▶ [What is required]:
In the forum thread below about an extension footing, how wide is the foundation?

▶ [Passage given]:
== == ==
# New extension footing off square by 50-60mm



## kpbryww (26 Feb 2014)

*Is it is easy to recover 50-60mm? *
Solid block footing 320mm wide just went in on new house extension and they are off  square by 50-60mm 

Foundation is 900mm wide -footing are solid block (215x440x100mm)
next part of build is cavity wall on top of footings = 2 x 100mm blocks.
cavity = 120mm.


----------



## lowCO2design (28 Feb 2014)

what did your engineer say?


----------



## seantheman (28 Feb 2014)

lowCO2design said:


> what did your engineer say?


 
That's a nothing kind of answer.Maybe as it's Friday the engineer isn't going to answer their phone until Monday, maybe the OP has been trying to get the Engineer to do a site visit all week but they're snowed under with work from the impending new regs.Either way i don't think your contribution adds much


----------



## Brendan Burgess (1 Mar 2014)

Hi Sean

I don't agree that Low co2 design's answer/question doesn't add much.

I often ask someone "what does your solicitor say?" 

Brendan


----------



## seantheman (1 Mar 2014)

Brendan Burgess said:


> Hi Sean
> 
> I don't agree that Low co2 design's answer/question doesn't add much.
> 
> ...


 
I know,but what does it add? I'ts like somebody saying have you tried Google?I figure when someone takes to askaboutmoney to ask a question,I feel that they're looking for answers from contributors that may have been in similar situations to their own.


----------



## Brendan Burgess (1 Mar 2014)

Hi Sean

It adds a reminder to some posters that their first port of call should be to their professional advisor be it a solicitor or an engineer.  

I don't fully understand the question, but it seems as if it's important that they get  professional advice on it from someone on the ground. 

Maybe it's possible to give general advice on an issue like this, but reminding people to ask their engineer is worthwhile also.


----------



## threebedsemi (1 Mar 2014)

seantheman
Asking for advice from 'someone else who has been in their situation' is not in any way helpful in this context. If someone said 'well ours was out by 65mm, and its up 5 years and its grand' does this mean that the OP's situation will be grand? 
No, because the ground conditions, concrete grade in the strip foundations, reinforcement in the foundations, size of extension, etc etc are all different. 

I usually ask lowco2design's kind of question when I assume that no engineer has been appointed at all - if there was one I suspect that the OP might not have posted on here. I am not of course assuming to speak for LowCo2Design here.
== == ==
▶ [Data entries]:
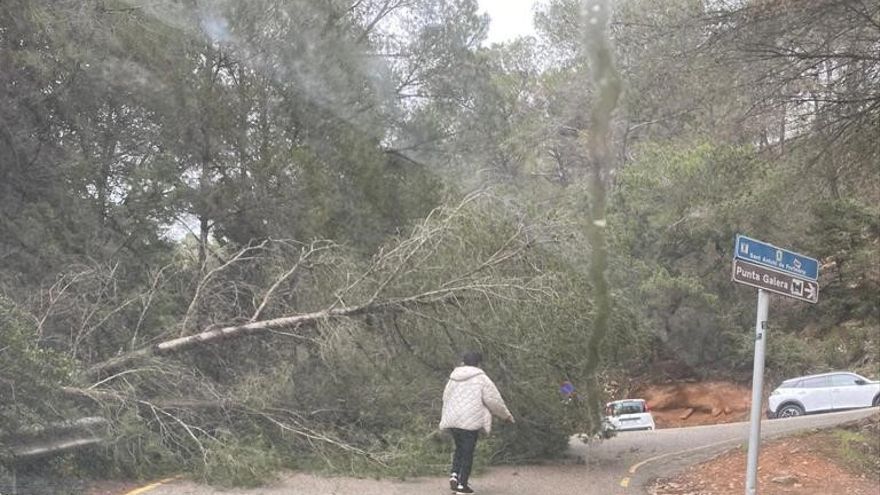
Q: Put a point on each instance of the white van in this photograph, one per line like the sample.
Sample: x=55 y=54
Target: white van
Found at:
x=629 y=414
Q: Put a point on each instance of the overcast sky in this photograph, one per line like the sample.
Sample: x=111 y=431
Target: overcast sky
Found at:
x=508 y=18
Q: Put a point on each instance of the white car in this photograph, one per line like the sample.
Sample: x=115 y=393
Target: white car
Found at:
x=629 y=414
x=821 y=393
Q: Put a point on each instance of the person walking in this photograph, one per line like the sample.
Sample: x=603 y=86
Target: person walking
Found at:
x=469 y=401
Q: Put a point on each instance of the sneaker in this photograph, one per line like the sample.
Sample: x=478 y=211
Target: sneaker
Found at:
x=453 y=481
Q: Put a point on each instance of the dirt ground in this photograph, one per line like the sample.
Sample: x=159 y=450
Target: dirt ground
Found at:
x=693 y=404
x=805 y=465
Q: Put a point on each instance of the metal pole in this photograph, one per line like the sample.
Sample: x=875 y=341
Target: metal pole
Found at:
x=757 y=393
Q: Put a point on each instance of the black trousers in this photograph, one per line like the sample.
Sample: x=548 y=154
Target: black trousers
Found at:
x=463 y=458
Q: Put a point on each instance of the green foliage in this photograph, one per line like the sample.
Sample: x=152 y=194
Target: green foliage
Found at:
x=31 y=376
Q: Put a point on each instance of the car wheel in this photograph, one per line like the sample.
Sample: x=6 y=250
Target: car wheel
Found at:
x=790 y=411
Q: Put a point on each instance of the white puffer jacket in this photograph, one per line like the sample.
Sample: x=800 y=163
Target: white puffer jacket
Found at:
x=470 y=399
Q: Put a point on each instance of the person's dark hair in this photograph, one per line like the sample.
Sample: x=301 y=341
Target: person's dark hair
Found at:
x=472 y=358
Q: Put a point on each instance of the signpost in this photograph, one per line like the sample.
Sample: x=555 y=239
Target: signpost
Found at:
x=770 y=269
x=773 y=281
x=783 y=260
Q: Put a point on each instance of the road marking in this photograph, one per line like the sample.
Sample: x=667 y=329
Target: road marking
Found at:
x=635 y=467
x=151 y=486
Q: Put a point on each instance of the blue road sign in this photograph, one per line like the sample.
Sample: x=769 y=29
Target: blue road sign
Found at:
x=768 y=255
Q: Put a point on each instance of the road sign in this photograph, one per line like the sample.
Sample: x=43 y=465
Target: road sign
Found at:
x=762 y=253
x=775 y=281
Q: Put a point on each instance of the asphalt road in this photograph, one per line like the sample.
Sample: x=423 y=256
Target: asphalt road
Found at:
x=620 y=466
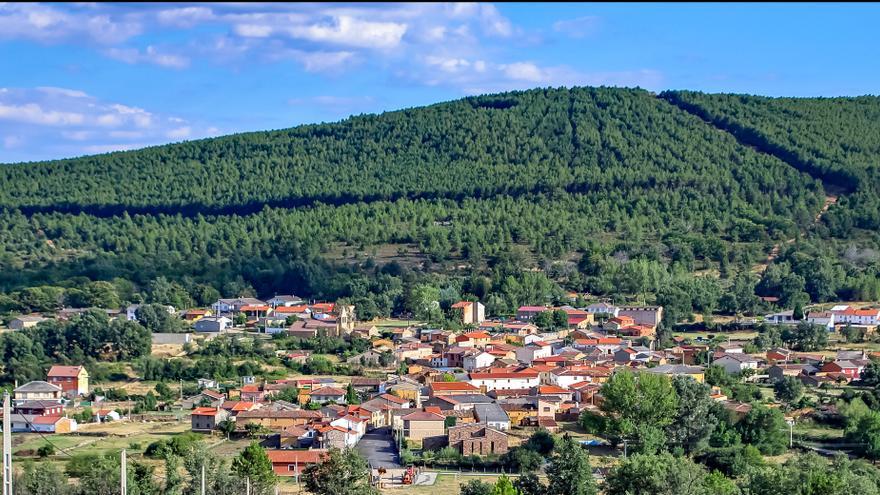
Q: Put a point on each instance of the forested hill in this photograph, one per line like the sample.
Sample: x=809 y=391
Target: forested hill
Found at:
x=834 y=139
x=509 y=198
x=610 y=141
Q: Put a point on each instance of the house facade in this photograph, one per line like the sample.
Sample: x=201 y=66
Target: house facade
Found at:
x=477 y=439
x=73 y=380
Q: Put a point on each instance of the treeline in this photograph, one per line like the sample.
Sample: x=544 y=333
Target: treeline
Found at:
x=85 y=339
x=581 y=139
x=835 y=139
x=610 y=191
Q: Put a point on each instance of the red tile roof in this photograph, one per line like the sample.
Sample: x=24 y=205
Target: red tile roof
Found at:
x=524 y=374
x=45 y=420
x=423 y=416
x=532 y=308
x=328 y=391
x=296 y=456
x=452 y=386
x=64 y=371
x=255 y=307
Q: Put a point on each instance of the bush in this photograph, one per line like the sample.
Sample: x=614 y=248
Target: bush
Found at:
x=179 y=445
x=46 y=450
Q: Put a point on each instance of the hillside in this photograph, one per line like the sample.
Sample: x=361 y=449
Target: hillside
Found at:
x=614 y=191
x=834 y=139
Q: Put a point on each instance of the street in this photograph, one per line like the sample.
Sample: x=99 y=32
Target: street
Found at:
x=378 y=448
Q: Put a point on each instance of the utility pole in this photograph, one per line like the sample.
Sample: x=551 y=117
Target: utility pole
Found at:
x=7 y=445
x=123 y=474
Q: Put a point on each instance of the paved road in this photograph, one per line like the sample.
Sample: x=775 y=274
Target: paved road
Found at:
x=378 y=447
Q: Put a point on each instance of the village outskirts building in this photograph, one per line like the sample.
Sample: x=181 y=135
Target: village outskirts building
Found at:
x=25 y=321
x=471 y=312
x=73 y=380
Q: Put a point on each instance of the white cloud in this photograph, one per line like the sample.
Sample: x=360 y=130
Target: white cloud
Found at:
x=253 y=30
x=32 y=113
x=150 y=55
x=524 y=71
x=348 y=30
x=185 y=17
x=73 y=93
x=76 y=135
x=57 y=24
x=180 y=132
x=578 y=27
x=10 y=142
x=69 y=122
x=480 y=76
x=319 y=61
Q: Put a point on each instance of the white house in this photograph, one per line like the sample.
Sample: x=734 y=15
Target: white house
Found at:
x=273 y=324
x=565 y=378
x=477 y=361
x=285 y=300
x=493 y=416
x=352 y=423
x=505 y=380
x=212 y=324
x=854 y=316
x=736 y=363
x=534 y=350
x=233 y=305
x=783 y=318
x=602 y=307
x=825 y=319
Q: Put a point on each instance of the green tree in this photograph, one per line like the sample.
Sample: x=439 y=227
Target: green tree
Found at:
x=661 y=474
x=41 y=479
x=788 y=389
x=253 y=463
x=342 y=472
x=503 y=486
x=694 y=421
x=569 y=471
x=636 y=403
x=476 y=487
x=529 y=484
x=351 y=395
x=765 y=428
x=541 y=441
x=227 y=426
x=806 y=337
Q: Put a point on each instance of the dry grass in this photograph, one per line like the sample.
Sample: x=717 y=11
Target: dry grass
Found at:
x=167 y=350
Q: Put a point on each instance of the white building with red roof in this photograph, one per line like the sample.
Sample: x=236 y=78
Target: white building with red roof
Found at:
x=73 y=380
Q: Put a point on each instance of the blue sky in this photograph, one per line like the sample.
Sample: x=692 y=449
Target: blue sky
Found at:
x=87 y=78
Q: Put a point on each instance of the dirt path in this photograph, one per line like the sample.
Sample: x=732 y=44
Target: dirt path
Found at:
x=774 y=253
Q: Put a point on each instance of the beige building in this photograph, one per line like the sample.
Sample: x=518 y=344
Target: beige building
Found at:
x=471 y=313
x=22 y=322
x=420 y=425
x=649 y=316
x=276 y=420
x=37 y=390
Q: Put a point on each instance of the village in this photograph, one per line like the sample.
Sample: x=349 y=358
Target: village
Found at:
x=416 y=391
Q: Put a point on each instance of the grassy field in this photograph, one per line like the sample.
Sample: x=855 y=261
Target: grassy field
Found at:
x=133 y=436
== == ==
▶ [Output of the task]:
900mm.